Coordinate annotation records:
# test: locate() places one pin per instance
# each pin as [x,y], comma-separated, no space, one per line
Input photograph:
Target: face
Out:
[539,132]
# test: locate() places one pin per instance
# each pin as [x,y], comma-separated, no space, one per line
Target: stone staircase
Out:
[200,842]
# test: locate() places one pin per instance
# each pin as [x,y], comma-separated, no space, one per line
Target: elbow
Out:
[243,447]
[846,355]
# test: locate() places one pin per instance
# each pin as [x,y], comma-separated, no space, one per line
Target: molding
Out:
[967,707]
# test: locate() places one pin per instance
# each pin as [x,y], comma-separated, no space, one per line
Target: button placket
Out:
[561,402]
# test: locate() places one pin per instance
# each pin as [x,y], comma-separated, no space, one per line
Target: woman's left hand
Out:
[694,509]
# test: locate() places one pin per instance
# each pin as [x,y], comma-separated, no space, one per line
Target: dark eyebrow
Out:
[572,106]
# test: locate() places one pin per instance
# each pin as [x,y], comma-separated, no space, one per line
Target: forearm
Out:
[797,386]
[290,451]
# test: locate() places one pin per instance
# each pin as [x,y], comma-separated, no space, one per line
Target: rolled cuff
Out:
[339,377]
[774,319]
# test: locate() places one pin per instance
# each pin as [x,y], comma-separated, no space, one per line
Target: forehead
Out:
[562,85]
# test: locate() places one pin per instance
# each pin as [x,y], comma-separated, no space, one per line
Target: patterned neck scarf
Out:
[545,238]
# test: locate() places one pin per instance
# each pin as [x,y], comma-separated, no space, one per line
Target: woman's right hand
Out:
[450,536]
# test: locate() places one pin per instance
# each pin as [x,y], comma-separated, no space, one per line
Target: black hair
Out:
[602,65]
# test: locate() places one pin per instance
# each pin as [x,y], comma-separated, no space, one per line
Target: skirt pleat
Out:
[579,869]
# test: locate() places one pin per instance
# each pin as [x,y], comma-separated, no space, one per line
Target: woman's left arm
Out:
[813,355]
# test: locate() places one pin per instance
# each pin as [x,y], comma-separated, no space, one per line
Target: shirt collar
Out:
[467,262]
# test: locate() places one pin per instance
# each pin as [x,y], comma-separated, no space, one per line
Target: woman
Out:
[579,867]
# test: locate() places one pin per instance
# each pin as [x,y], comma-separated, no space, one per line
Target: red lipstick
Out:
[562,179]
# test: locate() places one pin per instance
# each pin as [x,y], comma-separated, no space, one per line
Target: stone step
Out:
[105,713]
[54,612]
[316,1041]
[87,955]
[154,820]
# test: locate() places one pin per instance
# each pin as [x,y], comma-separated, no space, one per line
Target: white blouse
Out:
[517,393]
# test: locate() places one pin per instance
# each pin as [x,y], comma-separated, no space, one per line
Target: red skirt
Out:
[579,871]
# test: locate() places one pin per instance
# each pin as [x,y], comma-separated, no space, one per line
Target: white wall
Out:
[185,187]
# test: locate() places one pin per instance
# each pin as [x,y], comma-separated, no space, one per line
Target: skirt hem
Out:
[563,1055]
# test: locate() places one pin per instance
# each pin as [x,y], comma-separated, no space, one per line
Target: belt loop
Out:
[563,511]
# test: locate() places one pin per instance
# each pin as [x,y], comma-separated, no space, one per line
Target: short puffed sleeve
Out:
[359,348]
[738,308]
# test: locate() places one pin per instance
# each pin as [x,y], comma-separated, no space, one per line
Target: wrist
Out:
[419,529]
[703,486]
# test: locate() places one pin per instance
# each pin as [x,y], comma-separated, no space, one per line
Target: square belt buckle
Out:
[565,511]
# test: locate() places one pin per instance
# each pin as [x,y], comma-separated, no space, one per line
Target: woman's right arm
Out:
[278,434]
---
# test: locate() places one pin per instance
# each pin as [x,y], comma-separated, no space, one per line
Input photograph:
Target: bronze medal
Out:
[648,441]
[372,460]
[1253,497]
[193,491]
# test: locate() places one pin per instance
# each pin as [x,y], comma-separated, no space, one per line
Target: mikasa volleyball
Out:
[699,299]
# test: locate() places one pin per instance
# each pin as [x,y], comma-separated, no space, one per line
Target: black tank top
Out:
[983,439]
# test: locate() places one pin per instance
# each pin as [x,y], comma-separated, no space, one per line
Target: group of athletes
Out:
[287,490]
---
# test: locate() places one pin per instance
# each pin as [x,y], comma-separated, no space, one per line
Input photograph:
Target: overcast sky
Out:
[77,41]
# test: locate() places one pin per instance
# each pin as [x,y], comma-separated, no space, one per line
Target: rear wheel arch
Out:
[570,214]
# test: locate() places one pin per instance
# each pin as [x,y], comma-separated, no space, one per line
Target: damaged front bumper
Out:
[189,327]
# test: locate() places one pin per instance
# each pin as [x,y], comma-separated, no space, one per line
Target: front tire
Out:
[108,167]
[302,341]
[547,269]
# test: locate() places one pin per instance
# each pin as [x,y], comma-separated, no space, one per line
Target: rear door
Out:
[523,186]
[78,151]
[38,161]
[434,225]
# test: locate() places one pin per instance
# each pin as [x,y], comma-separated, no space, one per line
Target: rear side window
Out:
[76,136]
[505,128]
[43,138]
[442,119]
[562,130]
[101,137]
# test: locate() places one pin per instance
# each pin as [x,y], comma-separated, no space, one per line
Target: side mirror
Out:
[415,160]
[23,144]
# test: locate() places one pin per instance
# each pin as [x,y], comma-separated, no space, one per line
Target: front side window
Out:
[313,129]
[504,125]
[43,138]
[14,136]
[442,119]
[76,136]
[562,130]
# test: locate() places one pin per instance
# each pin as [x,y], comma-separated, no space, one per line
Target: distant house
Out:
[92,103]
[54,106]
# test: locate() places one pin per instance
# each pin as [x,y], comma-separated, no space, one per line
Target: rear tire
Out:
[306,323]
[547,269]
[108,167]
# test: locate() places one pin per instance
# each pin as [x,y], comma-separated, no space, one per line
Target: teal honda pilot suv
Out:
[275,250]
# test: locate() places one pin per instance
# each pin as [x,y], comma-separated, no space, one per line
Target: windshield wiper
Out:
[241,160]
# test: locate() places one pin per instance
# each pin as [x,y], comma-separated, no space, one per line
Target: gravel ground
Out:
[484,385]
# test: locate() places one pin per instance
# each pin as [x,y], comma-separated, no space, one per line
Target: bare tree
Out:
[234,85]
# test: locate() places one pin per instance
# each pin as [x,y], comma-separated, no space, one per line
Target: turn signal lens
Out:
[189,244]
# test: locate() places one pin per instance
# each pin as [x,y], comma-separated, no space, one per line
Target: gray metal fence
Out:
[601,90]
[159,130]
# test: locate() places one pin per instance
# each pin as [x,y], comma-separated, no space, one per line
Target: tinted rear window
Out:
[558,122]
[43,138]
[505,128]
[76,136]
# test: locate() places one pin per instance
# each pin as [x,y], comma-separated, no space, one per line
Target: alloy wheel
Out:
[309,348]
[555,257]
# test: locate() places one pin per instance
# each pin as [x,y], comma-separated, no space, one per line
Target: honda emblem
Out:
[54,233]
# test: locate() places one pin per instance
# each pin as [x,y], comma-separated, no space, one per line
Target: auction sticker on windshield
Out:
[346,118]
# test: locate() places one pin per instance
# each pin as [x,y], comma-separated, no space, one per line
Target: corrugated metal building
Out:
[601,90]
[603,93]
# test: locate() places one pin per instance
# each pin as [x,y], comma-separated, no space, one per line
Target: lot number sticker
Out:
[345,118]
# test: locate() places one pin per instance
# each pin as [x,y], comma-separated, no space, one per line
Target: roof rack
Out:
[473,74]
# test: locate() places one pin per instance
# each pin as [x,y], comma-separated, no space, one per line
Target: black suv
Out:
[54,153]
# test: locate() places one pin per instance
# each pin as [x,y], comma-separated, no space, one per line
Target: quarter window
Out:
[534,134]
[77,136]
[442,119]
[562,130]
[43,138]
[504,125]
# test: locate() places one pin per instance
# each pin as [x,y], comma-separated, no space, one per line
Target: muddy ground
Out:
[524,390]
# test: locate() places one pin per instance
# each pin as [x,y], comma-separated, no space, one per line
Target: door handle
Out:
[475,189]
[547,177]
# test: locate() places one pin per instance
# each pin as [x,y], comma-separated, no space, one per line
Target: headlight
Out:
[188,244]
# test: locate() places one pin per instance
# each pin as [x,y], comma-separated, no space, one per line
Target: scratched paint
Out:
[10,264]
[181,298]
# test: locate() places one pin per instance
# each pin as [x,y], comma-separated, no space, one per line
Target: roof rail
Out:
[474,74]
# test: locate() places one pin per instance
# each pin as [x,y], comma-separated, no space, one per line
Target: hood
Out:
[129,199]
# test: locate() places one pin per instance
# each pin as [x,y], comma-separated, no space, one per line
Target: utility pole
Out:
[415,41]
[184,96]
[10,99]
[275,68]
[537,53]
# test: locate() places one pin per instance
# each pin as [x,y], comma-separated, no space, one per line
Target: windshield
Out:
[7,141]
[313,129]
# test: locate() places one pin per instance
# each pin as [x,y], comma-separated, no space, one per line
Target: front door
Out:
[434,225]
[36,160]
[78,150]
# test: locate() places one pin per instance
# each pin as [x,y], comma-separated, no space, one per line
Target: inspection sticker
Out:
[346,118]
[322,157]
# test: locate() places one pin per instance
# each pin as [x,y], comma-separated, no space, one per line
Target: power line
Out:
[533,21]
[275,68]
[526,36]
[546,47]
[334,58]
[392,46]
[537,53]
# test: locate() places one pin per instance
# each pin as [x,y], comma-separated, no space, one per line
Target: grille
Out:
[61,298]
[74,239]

- **PROBLEM TO WORK ON**: Identify every line in the records above that contains the string "sticker", and copy each of those lines in full.

- **ANSWER**:
Target: auction sticker on windshield
Target: lot number sticker
Target: inspection sticker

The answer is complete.